Task brief — None of the pictures should be copied, though every line of the listing must be printed exactly.

Records for this task —
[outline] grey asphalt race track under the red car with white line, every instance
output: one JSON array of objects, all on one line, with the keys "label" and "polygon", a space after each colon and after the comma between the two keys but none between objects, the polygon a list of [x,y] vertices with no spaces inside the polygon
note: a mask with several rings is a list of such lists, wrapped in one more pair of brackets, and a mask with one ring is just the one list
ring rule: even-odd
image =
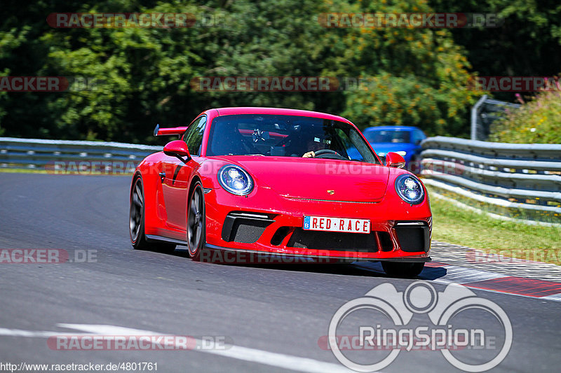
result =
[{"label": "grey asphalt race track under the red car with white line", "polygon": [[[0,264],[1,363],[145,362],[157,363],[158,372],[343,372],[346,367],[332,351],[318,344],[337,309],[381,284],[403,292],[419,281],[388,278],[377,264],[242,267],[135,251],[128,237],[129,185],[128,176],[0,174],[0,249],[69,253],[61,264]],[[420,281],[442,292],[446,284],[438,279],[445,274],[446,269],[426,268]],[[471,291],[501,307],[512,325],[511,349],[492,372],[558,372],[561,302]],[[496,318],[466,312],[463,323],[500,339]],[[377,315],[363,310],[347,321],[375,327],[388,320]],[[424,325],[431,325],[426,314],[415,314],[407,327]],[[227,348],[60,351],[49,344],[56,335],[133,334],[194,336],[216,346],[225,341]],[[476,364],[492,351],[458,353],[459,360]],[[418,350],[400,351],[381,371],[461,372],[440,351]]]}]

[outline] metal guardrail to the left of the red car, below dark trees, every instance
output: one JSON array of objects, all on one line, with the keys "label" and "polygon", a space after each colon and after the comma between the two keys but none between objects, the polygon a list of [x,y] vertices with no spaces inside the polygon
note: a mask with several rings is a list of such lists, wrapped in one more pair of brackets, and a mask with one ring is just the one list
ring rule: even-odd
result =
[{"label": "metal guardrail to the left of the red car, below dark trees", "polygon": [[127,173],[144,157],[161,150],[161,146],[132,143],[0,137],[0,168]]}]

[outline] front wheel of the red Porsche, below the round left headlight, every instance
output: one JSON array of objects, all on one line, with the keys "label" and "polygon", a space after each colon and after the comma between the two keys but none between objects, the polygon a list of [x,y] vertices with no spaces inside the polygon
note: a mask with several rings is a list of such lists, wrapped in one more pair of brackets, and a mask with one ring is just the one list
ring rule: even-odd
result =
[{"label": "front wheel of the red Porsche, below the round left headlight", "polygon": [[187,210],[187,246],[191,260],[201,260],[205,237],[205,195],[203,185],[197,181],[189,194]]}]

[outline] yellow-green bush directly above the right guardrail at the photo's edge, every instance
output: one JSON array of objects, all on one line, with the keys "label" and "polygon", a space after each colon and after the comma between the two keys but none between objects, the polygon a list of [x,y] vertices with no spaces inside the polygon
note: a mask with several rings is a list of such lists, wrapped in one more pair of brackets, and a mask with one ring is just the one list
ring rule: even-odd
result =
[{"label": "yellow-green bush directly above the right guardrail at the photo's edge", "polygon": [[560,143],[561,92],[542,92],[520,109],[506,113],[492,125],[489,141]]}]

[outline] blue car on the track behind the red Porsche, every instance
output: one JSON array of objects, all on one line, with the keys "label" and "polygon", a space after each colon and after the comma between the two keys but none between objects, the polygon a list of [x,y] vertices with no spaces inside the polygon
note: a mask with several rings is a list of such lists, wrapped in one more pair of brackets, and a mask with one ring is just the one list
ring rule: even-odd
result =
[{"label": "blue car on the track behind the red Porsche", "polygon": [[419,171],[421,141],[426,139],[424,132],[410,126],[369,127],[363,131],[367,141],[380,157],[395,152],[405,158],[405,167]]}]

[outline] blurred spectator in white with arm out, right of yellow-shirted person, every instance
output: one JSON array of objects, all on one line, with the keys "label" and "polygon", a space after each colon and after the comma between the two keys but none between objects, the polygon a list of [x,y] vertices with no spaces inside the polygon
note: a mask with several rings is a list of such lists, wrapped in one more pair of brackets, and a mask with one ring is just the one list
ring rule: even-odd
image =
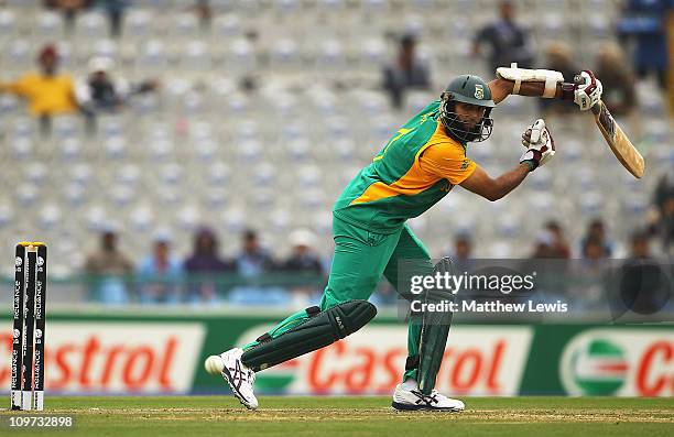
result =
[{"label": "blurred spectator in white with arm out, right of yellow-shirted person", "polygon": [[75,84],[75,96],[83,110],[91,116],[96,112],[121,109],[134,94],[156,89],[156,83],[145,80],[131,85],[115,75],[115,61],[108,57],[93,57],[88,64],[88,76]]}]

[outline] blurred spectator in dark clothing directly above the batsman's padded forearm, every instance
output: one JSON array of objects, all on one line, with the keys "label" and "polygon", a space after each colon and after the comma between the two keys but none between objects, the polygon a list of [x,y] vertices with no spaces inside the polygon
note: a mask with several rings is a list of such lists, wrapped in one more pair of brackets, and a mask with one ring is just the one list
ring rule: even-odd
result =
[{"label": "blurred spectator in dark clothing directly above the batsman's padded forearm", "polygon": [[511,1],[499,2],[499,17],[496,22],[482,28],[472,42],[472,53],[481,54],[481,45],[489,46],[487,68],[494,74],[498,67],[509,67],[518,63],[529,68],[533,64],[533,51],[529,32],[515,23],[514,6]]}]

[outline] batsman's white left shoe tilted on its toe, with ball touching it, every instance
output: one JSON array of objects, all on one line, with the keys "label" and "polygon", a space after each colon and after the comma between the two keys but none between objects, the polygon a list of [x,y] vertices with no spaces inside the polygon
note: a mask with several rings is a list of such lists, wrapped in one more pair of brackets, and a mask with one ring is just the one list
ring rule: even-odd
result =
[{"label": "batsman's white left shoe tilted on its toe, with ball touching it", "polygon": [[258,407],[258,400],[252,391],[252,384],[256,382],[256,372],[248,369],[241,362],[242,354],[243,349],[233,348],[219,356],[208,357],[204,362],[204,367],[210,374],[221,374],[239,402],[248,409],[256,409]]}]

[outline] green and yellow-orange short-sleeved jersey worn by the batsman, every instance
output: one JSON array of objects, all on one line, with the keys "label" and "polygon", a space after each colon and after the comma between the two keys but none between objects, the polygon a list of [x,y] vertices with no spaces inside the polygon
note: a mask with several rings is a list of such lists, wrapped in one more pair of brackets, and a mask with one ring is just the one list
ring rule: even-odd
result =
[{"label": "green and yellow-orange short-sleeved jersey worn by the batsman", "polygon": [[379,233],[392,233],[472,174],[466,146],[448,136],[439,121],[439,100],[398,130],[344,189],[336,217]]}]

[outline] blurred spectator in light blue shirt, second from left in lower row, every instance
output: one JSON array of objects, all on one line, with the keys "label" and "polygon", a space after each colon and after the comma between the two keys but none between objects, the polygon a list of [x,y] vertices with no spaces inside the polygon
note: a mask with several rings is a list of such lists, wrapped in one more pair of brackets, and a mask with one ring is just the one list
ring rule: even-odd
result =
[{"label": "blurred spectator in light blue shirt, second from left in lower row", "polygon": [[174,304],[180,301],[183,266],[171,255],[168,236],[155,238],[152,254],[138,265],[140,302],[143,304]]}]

Solution to this problem —
[outline] grey asphalt race track under the red car with white line, every instance
output: one JSON array of objects, all on one line, with the keys "label" and "polygon", a space after each colon and after the comma between the two keys but none between objects, the polygon a list of [x,y] vertices with no spaces inside the polygon
note: a mask with several rings is a list of such lists, wrapped in one more pair of brackets, and a mask with one ring is just the one list
ring rule: even-odd
image =
result =
[{"label": "grey asphalt race track under the red car with white line", "polygon": [[[0,264],[1,363],[145,362],[157,363],[158,372],[343,372],[346,367],[332,351],[318,344],[337,309],[381,284],[403,292],[419,281],[388,278],[377,264],[242,267],[135,251],[128,237],[129,185],[128,176],[0,174],[0,249],[69,253],[61,264]],[[420,281],[442,292],[446,284],[438,279],[445,274],[446,269],[426,268]],[[471,291],[501,307],[512,325],[511,349],[492,372],[558,372],[561,302]],[[496,318],[466,312],[463,323],[500,339]],[[377,315],[363,310],[347,321],[375,327],[388,320]],[[424,325],[431,325],[426,314],[415,314],[407,327]],[[227,348],[60,351],[49,344],[56,335],[133,334],[194,336],[216,346],[225,341]],[[476,364],[492,351],[458,353],[459,360]],[[418,350],[400,351],[381,371],[461,372],[440,351]]]}]

[outline] metal guardrail to the left of the red car, below dark trees, every instance
output: one JSON array of objects, all on one line, with the keys "label" and "polygon", a space after each colon and after the comma between the two keys but none between objects, the polygon a list of [x,y] vertices with no spaces inside the polygon
note: a mask with several rings is a list of such lists, wrapped in one more pair of brackets, and a mask with one ring is just the one list
ring rule: even-odd
result =
[{"label": "metal guardrail to the left of the red car, below dark trees", "polygon": [[127,173],[144,157],[161,150],[161,146],[132,143],[0,137],[0,168]]}]

[outline] front wheel of the red Porsche, below the round left headlight, every instance
output: one JSON array of objects, all on one line, with the keys "label" and "polygon", a space after each colon and after the comma between the two keys but none between objects, the polygon a list of [x,y] vertices with no spaces inside the polygon
note: a mask with several rings is a list of such lists, wrapped in one more pair of brackets, and a mask with one ring is just the one list
ring rule: even-odd
result =
[{"label": "front wheel of the red Porsche, below the round left headlight", "polygon": [[187,210],[187,246],[191,260],[201,260],[205,237],[205,195],[203,185],[197,181],[189,194]]}]

[outline] yellow-green bush directly above the right guardrail at the photo's edge, every instance
output: one JSON array of objects, all on one line, with the keys "label" and "polygon", a space after each colon and after the comma between the two keys but none between objects, the polygon a list of [x,y] vertices with no spaces inside the polygon
note: a mask with several rings is a list of such lists, wrapped in one more pair of brackets, and a mask with one ring is just the one list
ring rule: even-odd
result =
[{"label": "yellow-green bush directly above the right guardrail at the photo's edge", "polygon": [[560,143],[561,92],[542,92],[520,109],[506,113],[492,125],[489,141]]}]

[outline] blue car on the track behind the red Porsche, every instance
output: one JSON array of objects, all on one line, with the keys "label" and "polygon", a space after each colon and after the comma between the two keys but none between objects, the polygon a list of [x,y] vertices with no spaces inside the polygon
note: a mask with several rings is a list of such lists, wrapped in one more pair of brackets, and a mask with one ring is just the one list
ring rule: even-odd
result =
[{"label": "blue car on the track behind the red Porsche", "polygon": [[419,171],[421,141],[426,139],[424,132],[410,126],[369,127],[363,131],[367,141],[380,157],[395,152],[405,158],[405,167]]}]

[outline] blurred spectator in white with arm out, right of yellow-shirted person, every instance
output: one JSON array of objects, all on one line, with the keys "label" and "polygon", a space after each colon and after the comma between the two keys but none between objects, the polygon a list of [x,y] vertices with no spaces inside the polygon
note: a mask with several rings is a list of such lists, wrapped in one more pair of brackets, and a mask with one ring is just the one list
ring rule: even-odd
image =
result =
[{"label": "blurred spectator in white with arm out, right of yellow-shirted person", "polygon": [[75,84],[75,96],[83,110],[91,116],[96,112],[121,109],[134,94],[156,89],[156,83],[145,80],[131,85],[115,75],[115,61],[108,57],[93,57],[88,64],[88,76]]}]

[outline] blurred spectator in dark clothing directly above the batsman's padded forearm, every instance
output: one JSON array of objects, all on one line, with the keys "label" and "polygon", a space after each colon and after the comma between the two keys but none between objects, the polygon a list of [x,y] vertices with no spaces inside the polygon
note: a mask with several rings is a list of such lists, wrapped in one more pair of brackets, and a mask with one ring is just the one list
ring rule: even-odd
result =
[{"label": "blurred spectator in dark clothing directly above the batsman's padded forearm", "polygon": [[511,1],[499,2],[499,17],[496,22],[482,28],[472,42],[472,53],[481,54],[481,45],[489,46],[487,68],[494,74],[498,67],[509,67],[518,63],[529,68],[533,64],[533,51],[529,32],[515,23],[514,6]]}]

[outline] batsman's white left shoe tilted on its toe, with ball touching it, every instance
output: one JSON array of objects, all on one line, with the keys "label" and "polygon", a space after each colon and after the comma between the two keys but none between objects, the polygon a list of [x,y] vertices with no spaces inside the polygon
note: a mask with several rings is a list of such lists, wrapped in one more pair of brackets, and a mask with one ring is just the one list
ring rule: even-odd
result =
[{"label": "batsman's white left shoe tilted on its toe, with ball touching it", "polygon": [[258,407],[258,400],[252,391],[252,384],[256,382],[256,372],[248,369],[241,362],[242,354],[243,349],[233,348],[219,356],[208,357],[204,362],[204,367],[210,374],[221,374],[239,402],[248,409],[256,409]]}]

[outline] green and yellow-orange short-sleeved jersey worn by the batsman, every instance
output: one JSON array of objects, all on one line, with the keys "label" and "polygon", a space after each colon and after the comma between the two keys but none between objects, the polygon a list of [x,y] vertices with no spaces inside the polygon
note: a mask with several rings is a list of such lists, wrapped in one more pair of brackets, and a mask with one ring is just the one list
ring rule: even-odd
result =
[{"label": "green and yellow-orange short-sleeved jersey worn by the batsman", "polygon": [[379,233],[392,233],[472,174],[466,146],[448,136],[439,121],[439,100],[398,130],[344,189],[336,217]]}]

[outline] blurred spectator in light blue shirt, second from left in lower row, every instance
output: one JSON array of objects, all on one line, with the keys "label" and "polygon", a space after each colon and after the comma between the two keys but none between objects, the polygon a list of [x,y] vertices with no spaces inside the polygon
note: a mask with several rings is a list of such lists, wrapped in one more pair of brackets, and a mask with one ring is just the one list
ring rule: even-odd
result =
[{"label": "blurred spectator in light blue shirt, second from left in lower row", "polygon": [[174,304],[180,301],[183,266],[171,255],[168,236],[155,238],[152,254],[138,265],[140,302],[143,304]]}]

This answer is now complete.